_TEXT PROVIDED_

== == ==

Most people don't like being told "no".

It's common that people ignore a request instead of refusing. They say nothing instead of "no". Especially online. In person sometimes it's hard to say nothing so they change the topic, or some something unclaer, or say "maybe" (then don't do it), rather than clearly saying "no".

In Overwatch, people commonly ask you to switch to a different hero. If you reply, "no" you're giving them useful information. You aren't going to change, so maybe someone else should consider changing. Knowing what you're going to do lets people synergize with it better. But people get angry if you say "no" and take it better if you silently ignore them. If you refuse them they feel challenged and confronted and try to fight with you. But if you're silent then you haven't challenged their right to order you around, and haven't confronted them socially, and they don't have anything to fight over. You appear the coward. And what happened is ambiguous. Maybe you're having problems with your headphones and didn't even hear them.

== == ==

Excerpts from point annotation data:
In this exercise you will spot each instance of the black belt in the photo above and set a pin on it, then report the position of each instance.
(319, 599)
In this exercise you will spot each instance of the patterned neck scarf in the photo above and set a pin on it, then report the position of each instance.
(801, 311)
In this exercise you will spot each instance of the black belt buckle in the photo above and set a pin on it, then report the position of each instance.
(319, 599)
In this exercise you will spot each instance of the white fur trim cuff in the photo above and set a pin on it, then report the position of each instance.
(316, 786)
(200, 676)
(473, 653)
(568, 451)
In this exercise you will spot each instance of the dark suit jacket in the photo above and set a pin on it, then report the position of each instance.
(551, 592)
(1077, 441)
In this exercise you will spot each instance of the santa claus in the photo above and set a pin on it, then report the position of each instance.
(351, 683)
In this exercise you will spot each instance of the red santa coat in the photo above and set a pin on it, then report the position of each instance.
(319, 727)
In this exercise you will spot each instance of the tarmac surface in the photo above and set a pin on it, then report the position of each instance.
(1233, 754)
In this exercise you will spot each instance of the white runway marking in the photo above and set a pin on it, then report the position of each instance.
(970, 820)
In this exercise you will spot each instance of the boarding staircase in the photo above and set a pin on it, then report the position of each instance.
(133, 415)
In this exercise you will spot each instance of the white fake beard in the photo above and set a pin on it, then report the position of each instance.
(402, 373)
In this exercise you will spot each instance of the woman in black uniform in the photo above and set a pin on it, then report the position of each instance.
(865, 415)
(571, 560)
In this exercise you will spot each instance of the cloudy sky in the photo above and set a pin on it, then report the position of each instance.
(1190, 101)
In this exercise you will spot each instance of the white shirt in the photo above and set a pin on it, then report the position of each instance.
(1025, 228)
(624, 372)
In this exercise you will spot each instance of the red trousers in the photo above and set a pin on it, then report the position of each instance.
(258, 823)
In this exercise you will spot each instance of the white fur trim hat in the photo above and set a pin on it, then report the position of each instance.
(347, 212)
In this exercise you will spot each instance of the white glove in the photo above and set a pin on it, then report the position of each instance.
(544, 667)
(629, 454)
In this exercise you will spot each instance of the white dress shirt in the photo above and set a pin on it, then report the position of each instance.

== == ==

_YOUR TASKS_
1. Find every line in the records that contains the string "santa", and copy each of those lines. Case counts.
2. Proceed with the passage about people avoiding saying "no", continuing after its last sentence.

_SOLVED PROBLEMS_
1.
In this exercise you will spot each instance of the santa claus in the photo above and set a pin on it, then report the position of each instance.
In this exercise you will spot each instance of the red santa coat in the photo above and set a pin on it, then report the position of each instance.

2.
I prefer the type of people who say "no" instead of being silent. But most people are the silent coward types, and most people dislike it if you say "no" as if you have a right to say it and it's a valid, reasonable decision. People want conflict to be hidden in general. If I say "no" it's obvious we disagree, you want me to do X and I refuse. Silence hides the conflict better.

Passivity is immoral but normal. Asserting yourself stands out more. Communicating provides useful information, and silence is ambiguous – but people don't care much about that, they care about social status and interaction.

People are frequently silent because it's easier. Why go to the trouble of saying "no" – even if it's useful information – when people will hassle you for it? This is unfortunate. It'd be better if people communicated more honestly and weren't punished for it.